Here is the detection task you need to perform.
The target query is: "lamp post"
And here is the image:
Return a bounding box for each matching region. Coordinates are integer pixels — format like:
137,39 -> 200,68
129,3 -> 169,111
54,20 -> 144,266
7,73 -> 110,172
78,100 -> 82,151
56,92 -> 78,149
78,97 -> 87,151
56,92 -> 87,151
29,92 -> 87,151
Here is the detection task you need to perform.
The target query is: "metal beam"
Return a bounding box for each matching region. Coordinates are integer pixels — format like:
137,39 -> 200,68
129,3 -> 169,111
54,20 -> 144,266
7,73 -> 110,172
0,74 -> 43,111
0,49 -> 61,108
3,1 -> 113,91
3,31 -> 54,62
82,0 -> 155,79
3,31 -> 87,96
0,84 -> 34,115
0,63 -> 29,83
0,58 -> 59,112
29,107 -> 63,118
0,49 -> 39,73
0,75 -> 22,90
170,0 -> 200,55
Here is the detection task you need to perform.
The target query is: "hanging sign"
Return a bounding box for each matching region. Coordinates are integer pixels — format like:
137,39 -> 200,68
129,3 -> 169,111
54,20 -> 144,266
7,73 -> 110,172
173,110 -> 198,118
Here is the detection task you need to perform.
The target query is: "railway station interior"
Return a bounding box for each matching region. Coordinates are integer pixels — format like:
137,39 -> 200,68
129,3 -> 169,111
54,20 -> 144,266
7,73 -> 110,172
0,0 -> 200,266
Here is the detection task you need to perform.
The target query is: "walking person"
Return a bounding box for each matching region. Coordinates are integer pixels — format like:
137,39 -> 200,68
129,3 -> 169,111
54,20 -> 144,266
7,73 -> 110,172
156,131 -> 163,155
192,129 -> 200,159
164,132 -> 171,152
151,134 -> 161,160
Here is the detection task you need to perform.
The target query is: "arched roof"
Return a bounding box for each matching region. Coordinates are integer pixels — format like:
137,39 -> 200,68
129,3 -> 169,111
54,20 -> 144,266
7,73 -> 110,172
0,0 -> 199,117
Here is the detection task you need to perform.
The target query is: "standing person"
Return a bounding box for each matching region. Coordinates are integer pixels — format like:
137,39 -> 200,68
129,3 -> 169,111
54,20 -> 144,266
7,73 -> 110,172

Exercise details: In the material above, report how many lines hold the word "query", and add nothing to the figure.

Answer to the exercise: 7